From the entries below, copy every line holding the word "target".

··· DATA TO USE

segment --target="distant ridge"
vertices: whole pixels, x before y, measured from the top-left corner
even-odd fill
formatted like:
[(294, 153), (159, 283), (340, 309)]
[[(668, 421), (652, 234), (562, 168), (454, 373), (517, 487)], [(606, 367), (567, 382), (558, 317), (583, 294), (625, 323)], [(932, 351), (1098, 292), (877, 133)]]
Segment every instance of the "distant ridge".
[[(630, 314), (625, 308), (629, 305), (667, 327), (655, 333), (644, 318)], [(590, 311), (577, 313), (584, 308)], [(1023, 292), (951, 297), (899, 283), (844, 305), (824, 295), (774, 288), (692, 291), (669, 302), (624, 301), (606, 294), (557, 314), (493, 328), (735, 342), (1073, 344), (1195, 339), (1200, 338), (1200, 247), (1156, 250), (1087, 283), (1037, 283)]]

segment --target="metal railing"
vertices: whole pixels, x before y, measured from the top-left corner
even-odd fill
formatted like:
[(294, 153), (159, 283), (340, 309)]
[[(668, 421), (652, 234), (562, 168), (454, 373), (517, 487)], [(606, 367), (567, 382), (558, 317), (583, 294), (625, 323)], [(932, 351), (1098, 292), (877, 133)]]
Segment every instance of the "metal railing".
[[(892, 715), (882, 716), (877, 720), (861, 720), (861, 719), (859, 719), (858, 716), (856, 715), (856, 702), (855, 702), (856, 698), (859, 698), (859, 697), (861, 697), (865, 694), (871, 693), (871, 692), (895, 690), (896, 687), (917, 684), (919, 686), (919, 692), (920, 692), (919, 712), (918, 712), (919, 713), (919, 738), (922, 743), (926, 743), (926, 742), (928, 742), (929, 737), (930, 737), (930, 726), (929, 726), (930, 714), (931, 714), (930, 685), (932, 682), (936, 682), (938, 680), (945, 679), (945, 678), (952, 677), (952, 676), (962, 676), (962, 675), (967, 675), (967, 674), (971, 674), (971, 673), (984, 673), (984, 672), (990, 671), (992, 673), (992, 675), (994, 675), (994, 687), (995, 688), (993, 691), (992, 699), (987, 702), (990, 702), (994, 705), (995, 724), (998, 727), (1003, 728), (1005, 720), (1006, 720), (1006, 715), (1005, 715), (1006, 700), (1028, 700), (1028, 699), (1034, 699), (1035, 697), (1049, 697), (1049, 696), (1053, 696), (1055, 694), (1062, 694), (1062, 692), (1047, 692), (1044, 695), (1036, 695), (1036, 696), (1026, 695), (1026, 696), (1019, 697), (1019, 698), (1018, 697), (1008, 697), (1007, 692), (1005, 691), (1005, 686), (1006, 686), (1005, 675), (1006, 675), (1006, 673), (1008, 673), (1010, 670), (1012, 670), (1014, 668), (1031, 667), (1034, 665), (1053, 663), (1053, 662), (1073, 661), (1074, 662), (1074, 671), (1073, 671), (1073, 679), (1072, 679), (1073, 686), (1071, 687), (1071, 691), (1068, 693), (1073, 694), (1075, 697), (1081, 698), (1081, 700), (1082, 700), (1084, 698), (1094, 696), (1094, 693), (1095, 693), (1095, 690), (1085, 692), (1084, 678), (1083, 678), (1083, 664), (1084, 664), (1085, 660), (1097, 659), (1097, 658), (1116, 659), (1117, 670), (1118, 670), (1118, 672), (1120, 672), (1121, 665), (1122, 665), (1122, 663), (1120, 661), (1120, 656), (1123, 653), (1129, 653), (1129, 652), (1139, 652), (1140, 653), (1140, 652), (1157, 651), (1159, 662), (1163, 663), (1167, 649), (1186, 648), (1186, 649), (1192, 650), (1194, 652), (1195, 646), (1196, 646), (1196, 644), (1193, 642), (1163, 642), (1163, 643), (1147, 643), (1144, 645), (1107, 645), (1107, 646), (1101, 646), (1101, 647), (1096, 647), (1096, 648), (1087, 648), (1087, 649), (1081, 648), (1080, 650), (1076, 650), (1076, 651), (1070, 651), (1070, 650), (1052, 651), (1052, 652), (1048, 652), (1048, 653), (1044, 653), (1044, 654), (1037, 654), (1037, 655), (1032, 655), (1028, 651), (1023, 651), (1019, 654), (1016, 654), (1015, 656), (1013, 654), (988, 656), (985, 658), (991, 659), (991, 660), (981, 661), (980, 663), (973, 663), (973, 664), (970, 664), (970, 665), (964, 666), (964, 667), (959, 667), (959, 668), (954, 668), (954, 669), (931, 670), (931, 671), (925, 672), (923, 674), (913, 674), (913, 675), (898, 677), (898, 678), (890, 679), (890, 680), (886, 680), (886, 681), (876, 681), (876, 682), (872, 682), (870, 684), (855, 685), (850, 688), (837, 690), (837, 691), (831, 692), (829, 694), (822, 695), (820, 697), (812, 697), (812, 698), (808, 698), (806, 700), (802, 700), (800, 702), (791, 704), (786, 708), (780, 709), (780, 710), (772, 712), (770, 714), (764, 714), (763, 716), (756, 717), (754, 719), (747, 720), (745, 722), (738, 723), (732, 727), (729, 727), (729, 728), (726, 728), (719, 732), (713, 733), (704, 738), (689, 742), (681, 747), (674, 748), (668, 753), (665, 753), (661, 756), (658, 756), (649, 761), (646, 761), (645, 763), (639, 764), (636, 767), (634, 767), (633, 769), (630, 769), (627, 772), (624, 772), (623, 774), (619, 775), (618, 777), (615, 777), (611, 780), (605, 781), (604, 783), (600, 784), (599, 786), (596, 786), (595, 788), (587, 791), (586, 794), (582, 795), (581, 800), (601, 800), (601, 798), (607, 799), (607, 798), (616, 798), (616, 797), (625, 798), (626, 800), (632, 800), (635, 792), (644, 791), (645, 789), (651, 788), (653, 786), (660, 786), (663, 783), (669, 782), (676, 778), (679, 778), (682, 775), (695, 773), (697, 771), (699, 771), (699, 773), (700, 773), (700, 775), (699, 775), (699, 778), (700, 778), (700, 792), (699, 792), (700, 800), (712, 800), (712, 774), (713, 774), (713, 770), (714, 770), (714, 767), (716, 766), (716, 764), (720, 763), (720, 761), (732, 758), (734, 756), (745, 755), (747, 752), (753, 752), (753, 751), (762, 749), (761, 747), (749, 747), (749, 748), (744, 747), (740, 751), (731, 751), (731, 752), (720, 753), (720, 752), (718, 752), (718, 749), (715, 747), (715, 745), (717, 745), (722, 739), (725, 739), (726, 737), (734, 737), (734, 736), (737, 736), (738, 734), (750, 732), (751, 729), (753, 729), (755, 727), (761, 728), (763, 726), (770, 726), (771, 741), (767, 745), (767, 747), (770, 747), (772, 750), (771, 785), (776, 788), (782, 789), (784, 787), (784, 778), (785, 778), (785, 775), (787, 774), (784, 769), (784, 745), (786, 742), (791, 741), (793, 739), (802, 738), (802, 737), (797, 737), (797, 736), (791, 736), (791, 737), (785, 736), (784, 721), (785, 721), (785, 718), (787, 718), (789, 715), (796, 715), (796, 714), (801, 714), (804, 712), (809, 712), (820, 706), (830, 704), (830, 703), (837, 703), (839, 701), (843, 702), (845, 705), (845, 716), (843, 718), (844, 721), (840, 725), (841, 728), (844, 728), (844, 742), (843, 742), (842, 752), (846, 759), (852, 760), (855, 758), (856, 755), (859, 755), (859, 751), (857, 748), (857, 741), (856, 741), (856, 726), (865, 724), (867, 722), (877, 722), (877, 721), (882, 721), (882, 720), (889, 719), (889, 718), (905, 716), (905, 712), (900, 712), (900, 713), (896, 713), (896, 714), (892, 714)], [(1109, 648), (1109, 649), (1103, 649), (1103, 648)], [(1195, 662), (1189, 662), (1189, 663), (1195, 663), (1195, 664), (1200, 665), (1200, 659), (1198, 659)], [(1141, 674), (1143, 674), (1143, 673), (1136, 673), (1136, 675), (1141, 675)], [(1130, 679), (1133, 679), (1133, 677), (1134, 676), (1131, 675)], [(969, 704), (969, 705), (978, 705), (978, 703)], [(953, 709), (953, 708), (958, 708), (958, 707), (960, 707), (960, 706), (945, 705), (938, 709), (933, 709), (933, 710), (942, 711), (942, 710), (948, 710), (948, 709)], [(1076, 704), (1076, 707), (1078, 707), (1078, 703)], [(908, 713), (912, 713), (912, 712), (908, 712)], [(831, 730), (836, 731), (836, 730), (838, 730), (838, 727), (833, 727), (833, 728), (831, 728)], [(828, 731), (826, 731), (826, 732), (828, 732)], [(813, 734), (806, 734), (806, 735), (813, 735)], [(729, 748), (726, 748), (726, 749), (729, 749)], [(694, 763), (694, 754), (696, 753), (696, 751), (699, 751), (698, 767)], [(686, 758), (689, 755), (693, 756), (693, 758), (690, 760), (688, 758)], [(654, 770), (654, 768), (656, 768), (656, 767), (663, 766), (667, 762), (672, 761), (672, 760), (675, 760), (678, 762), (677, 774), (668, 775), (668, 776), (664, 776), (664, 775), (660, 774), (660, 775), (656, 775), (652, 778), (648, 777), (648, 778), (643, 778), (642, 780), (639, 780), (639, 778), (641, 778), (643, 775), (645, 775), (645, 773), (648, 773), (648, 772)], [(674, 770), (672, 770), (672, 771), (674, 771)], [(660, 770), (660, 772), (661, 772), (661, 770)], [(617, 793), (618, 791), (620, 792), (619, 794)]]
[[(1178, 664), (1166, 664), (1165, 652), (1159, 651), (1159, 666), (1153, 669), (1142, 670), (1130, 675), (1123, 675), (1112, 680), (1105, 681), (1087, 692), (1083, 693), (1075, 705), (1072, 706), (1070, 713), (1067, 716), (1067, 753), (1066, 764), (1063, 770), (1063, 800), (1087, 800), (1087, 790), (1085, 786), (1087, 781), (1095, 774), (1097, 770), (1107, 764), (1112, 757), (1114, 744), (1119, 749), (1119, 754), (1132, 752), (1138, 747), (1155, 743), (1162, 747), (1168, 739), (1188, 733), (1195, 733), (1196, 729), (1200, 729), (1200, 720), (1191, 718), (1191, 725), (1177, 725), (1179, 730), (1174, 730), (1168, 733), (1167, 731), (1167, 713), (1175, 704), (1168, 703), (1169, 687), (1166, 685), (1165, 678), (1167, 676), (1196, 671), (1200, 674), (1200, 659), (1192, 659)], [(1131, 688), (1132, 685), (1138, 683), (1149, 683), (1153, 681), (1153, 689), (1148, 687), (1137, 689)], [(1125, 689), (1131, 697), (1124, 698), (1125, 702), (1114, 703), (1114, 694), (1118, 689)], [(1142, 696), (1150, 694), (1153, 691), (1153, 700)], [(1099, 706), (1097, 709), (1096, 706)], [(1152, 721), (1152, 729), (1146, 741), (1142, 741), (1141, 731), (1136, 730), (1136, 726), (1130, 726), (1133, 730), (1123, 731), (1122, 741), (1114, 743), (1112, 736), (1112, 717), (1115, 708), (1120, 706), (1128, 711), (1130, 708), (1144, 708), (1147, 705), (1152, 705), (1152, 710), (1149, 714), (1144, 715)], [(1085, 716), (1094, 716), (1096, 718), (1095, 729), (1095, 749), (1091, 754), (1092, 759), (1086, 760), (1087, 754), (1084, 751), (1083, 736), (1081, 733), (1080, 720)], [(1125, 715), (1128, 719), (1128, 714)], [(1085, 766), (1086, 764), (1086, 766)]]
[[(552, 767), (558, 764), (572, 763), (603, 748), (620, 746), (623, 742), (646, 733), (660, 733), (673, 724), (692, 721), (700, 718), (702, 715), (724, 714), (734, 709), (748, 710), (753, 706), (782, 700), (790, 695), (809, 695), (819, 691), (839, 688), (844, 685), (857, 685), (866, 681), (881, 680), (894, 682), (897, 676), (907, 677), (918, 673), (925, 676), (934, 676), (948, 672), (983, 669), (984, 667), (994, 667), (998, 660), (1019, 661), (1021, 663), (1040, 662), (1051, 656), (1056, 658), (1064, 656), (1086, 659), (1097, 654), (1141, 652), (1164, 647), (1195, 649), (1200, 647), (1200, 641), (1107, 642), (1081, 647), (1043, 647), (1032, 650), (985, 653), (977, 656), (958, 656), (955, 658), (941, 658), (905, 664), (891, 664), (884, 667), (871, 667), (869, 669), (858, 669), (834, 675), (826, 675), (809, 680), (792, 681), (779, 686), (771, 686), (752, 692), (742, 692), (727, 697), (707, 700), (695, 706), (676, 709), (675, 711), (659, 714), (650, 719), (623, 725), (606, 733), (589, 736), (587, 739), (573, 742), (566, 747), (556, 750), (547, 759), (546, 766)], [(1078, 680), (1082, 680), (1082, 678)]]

······

__EXERCISE OUTPUT__:
segment --target="distant ridge"
segment --target="metal railing"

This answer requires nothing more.